───── SELECTED PASSAGE ─────

|Vigil at the spot where Michael Brown was killed, |
Sunday evening, in Ferguson, Mo.
The Associated Press
The following reflection was written by: Neha Rayamajhi
I was woken up too early today with thoughts of people in Ferguson, Missouri. With a heavy heart I reached out to the closest person I had for comfort. That failed miserably and with a heavier heart I logged on to my social sites I guess looking for some sense of solidarity.
Ice bucket challenge. Few news on Palestine. A lot of grief for a Hollywood actor. And couple of other national and international, both relevant and not so much news.
Whatever I could find on Ferguson was far too few and seemed to be a non-issue for the majority of my non-black folks on social media.
Don’t get me wrong.
My heart still hurts for Gaza. For the Nigerian girls who are still missing. For victims of recent landslides in my own country Nepal. For the maybe “legal” but definitely unfair deportations. For Robin Williams and the society that triggers mental and social illnesses...
This morning though, I also hurt a little too hard for Mike Brown from Missouri, and the Mike Browns from all across America who were made to leave too early.
No I am not saying that this is a pick and choose issue. In the words of brilliant Katina Parker,
“People dying unnecessarily, under any circumstances is worthy of compassion- and- ACTION.”What I am disheartened about is the lack of compassion and action against atrocities committed by the police against people of color, and especially black folks in this country.
To me this apathy is more than just hypocritical. First because in most instances of injustice, I have seen African-Americans stand in solidarity with the oppressed peoples. Second, I have always seen organizers and activists, across races, borrowing strategies and styles of resistance from the said community. Liberal, radical, progressive- no matter what label, most academics outside the political right fill our book shelves and arguments with the likes of Angela Davis, Audre Lorde, Maya Angelou, James Baldwin, and more whenever convenient. And among the younger generation I find myself and many others being educated and inspired every day by thinkers and doers like Kim Katrin Milan and Janet Mock, or my very own Cherrell Brown and Ed Whitfield, and so many others in other many spaces.
Most of the time our fights against oppressions are fueled by aspects and examples of African American resilience and revolutionaries yet when it comes to being in solidarity with the African-American struggles, the majority of the world stays silent.
In fact, generally, when it comes to issues of race people remain silent.

─────

[YOUR TASKS]
A – Decide whether each statement agrees with the Ferguson reflection. For each one, answer yes or no and quote the words from the reflection that decide it. (i) Reaching out to the closest person brought the writer comfort. (ii) The writer's own country is Nepal. (iii) The writer treats the matter as a pick and choose issue.
B – Write the next part of the Ferguson reflection, picking up after its final sentence.

───── ENTRIES SUPPLIED ─────

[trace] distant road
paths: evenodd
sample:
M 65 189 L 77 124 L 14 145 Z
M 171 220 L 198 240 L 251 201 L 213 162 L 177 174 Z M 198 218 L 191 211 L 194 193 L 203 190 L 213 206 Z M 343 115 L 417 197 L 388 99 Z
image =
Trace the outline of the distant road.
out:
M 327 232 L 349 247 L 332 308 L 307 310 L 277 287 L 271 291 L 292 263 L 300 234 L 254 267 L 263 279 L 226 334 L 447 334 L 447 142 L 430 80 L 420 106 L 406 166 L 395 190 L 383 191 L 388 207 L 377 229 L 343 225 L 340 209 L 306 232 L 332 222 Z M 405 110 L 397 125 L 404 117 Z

─────

[TASK-BY-TASK RESULTS]
A –
(i) No: "That failed miserably"
(ii) Yes: "For victims of recent landslides in my own country Nepal."
(iii) No: "No I am not saying that this is a pick and choose issue."

B –
Peace corps returns who travel all the way to over-exploited nations to “help” black women and children rarely make trips to the next city to help communities who lose their children to racist institutions. Missionaries who send money and services to countries like mine to “save” brown savages rarely send support down couple of streets across their churches to communities infested by racist cops. Liberal white activists who want to wear Keffiyeh as a symbol of unity with the Palestinians (even if it is bought from institutions that sponsor Zionist propaganda) rarely want to reflect on the skin they wear that could possibly also perpetuate white supremacy and privileges responsible for genocides. Students in liberal arts colleges who write thesis and “think pieces” on refugee struggles and dictatorship in foreign lands rarely think about instances like Ferguson and the breach of democracy taking place right now right here. Or so it seems.
And I wonder if this lack of concern apart from racism is also a result of guilt. The topic of race is controversial because it requires the dominant group, even in progressive spaces, to reflect on their own actions and maybe even take responsibility. It is easier instead, to focus on battles away from homes. It is more comfortable to wage a war against Kony in Uganda, to sustain and be part of narratives that make you feel heroic without having to address the villain in you and/or your loved ones.
Or maybe people are still waiting for “credible” news reports. As if people on the ground in Ferguson with tweets and videos of lived experiences that come along tear gases and men in uniform are somehow less credible than corporations who come to us with selective news.
Reports on destruction caused by racism, no matter how frequent, do not get covered by American institutions as much as they should. Yet the same institutions love reminding the people here and around the world, how we as brown and black people of the “third world” are responsible for each other’s murders. Both of these representation trends are rooted in values of white supremacy that refuse to value any lives other than their own because their very survival is based on making profits off these deaths. Racism and imperialism are not separate, or extinct like many love to claim.
On the other hand for us, people of color, and specially immigrants, anti-blackness is a real issue and the most relevant reason for this disengagement. But there is also the socialization of silence and fear. We are taught from our early years in the new country that we as the “others” do not have the right to complain about the U.S. That critiquing is a luxury reserved for the “real Americans” only- and I am not talking about the indigenous people of this land. You see, with our accents, addressing the weaknesses of this country gets translated to hate and comes with consequences. But it is important for us as a community to remember and remind each other that resisting is also a form of love. What often gets dismissed as rants and redundant complaints are sometimes honest concerns for the country that has given us a lot in its own ways.
Yes I agree that some injustices are more urgent and closer to us than others. That there are similar news I should be aware of but I am not. That not everybody can be equally invested in all these issues and in the same way.
But, explain to me why some people are incapable of mourning over dead bodies in their own backyards. Why is it that some news of deaths are national losses yet others are just expected to be lost?
Honestly, I don’t know where I am going with all this. It is 4 am. My heart is heavy, and I am looking for some comfort.